> The request
Format the data from the line containing "Q: Put a point on each instance of the tram door" through the last line, both included, as a numbered list, leaving out any blank lines.
Records for the task start
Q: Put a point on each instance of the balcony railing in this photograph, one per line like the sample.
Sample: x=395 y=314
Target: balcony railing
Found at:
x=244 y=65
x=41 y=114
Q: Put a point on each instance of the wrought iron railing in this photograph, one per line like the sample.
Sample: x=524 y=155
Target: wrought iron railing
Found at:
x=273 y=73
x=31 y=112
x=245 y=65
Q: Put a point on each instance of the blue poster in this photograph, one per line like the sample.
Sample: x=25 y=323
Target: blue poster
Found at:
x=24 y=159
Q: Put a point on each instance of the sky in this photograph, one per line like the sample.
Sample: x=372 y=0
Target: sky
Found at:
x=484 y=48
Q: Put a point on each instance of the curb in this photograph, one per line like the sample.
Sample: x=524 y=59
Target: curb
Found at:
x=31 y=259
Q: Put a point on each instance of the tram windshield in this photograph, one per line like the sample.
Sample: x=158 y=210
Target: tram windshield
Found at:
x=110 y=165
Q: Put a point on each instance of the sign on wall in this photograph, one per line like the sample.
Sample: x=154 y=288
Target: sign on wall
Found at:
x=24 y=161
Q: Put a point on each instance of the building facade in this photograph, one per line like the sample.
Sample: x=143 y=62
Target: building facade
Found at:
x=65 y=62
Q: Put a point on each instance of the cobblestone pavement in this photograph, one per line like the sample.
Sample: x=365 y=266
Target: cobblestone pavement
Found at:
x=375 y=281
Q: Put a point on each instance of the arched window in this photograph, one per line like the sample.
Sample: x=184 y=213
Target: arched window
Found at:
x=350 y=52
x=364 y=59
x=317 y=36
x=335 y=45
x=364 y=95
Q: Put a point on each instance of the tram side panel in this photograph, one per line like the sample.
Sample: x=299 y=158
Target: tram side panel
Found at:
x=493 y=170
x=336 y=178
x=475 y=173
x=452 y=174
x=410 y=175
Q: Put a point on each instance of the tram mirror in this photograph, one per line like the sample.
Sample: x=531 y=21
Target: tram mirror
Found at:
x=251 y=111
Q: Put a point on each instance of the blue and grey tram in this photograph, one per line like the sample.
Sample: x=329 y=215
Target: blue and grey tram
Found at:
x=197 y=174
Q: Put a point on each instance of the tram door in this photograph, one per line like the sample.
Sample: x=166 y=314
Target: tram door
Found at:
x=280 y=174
Records for the task end
> Exercise answer
1. Q: Put a point on each instance of the tram door in this photograph, one per line like the sample.
2. Sample: x=166 y=314
3. Target: tram door
4. Found at:
5. x=280 y=174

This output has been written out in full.